Work order 1 >>
According to the Neoaetosauroides excerpt, in which decade were remains of this aetosaur first discovered?
Work order 2 >>
In the Neoaetosauroides excerpt, rewrite the passage between "Extinct genus of reptiles" and "in the 1960s.", inclusive, changing "Late Triassic" to "Upper Triassic".
Work order 3 >>
Translate this sentence from the Neoaetosauroides excerpt into Spanish: "Its type and only species is N. engaeus."

Extinct genus of reptiles

Neoaetosauroides is an extinct genus of primitive aetosaur. Its type and only species is N. engaeus. Fossils have been found in Los Colorados Formation outcropping along the Sierra Morada River in the Ischigualasto-Villa Unión Basin in La Rioja, Argentina, and date back to the Norian age of the Late Triassic. It was the first aetosaur known from the formation, with remains being discovered in the 1960s.

== Description ==

Diagram showing Neoaetosauroides osteoderms with labeled terminology

The genus is one of the most well represented aetosaurs from South America, with some specimens being fully articulated. Two rows of dorsal osteoderms run paramedially along either side of the spine. Ventral osteoderms were also present. Unlike most other aetosaurs, the fourth finger was longer than the second and third. Additionally, the number of phalanges in the fifth digit was lower than other aetosaurs. The upper tooth row of Neoaetosauroides runs anteriorly to the tip of the elongated snout, evidence that is incompatible with the theory of a keratinous beak proposed for other aetosaurs.

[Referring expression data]
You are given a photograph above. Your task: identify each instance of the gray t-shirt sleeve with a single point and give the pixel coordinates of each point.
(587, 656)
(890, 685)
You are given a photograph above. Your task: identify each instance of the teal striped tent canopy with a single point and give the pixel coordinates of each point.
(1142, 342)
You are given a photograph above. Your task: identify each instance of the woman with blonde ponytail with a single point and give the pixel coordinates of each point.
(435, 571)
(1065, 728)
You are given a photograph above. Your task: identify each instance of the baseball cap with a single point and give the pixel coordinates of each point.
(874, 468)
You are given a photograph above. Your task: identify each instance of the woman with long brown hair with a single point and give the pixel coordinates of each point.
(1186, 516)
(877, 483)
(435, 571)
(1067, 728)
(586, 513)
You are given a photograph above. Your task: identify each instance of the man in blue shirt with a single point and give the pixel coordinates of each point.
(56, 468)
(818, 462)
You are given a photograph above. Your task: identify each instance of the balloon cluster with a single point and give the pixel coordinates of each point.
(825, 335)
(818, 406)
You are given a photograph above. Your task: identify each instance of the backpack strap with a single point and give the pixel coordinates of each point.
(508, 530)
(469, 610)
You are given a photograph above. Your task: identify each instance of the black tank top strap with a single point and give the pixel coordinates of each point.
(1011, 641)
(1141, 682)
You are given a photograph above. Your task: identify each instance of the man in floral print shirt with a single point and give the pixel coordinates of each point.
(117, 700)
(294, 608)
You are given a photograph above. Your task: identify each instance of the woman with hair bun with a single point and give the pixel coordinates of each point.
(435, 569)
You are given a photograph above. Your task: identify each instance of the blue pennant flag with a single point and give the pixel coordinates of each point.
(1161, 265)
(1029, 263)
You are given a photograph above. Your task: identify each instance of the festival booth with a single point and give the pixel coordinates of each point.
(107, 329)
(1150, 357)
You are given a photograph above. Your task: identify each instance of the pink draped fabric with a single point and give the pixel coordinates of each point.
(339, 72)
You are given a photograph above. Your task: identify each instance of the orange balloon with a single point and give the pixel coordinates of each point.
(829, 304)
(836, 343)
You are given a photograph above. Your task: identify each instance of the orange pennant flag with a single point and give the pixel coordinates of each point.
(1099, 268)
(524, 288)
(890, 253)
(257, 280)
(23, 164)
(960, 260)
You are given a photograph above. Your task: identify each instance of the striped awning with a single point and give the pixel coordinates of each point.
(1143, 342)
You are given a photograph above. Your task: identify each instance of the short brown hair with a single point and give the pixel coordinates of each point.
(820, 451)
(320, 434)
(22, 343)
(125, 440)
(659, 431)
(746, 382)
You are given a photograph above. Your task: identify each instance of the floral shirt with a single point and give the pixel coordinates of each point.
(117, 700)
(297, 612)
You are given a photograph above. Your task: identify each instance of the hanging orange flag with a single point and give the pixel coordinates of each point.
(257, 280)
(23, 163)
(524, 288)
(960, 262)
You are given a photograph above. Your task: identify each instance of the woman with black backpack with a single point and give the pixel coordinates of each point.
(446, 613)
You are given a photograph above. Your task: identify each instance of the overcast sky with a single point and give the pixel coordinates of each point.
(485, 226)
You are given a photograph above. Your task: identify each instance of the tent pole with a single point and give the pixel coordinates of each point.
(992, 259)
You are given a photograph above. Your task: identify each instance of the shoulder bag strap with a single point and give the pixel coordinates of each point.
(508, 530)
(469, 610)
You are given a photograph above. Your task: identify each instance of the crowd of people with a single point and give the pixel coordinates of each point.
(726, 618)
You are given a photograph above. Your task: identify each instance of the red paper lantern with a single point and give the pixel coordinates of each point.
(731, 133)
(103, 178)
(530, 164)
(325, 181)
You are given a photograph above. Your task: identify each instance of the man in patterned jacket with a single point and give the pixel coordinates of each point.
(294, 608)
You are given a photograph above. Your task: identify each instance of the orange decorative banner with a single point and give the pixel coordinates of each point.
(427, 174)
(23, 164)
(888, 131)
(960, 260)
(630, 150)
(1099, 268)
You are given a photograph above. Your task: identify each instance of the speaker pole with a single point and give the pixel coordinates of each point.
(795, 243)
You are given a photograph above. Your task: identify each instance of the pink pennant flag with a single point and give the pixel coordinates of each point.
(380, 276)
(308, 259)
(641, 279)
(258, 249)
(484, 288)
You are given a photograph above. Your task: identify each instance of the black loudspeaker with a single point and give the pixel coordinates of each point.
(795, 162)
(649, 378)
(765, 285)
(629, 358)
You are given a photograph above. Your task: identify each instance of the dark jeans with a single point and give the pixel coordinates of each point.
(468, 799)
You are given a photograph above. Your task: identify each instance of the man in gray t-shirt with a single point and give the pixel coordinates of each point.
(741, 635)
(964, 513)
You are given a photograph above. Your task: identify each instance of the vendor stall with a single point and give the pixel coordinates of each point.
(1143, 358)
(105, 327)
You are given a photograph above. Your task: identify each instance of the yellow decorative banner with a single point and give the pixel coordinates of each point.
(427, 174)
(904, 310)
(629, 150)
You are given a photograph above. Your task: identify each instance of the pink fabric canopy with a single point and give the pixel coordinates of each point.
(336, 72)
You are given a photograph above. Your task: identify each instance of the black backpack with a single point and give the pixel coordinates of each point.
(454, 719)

Exercise result 1 >>
The 1960s.

Exercise result 2 >>
Extinct genus of reptiles

Neoaetosauroides is an extinct genus of primitive aetosaur. Its type and only species is N. engaeus. Fossils have been found in Los Colorados Formation outcropping along the Sierra Morada River in the Ischigualasto-Villa Unión Basin in La Rioja, Argentina, and date back to the Norian age of the Upper Triassic. It was the first aetosaur known from the formation, with remains being discovered in the 1960s.

Exercise result 3 >>
Su especie tipo y única es N. engaeus.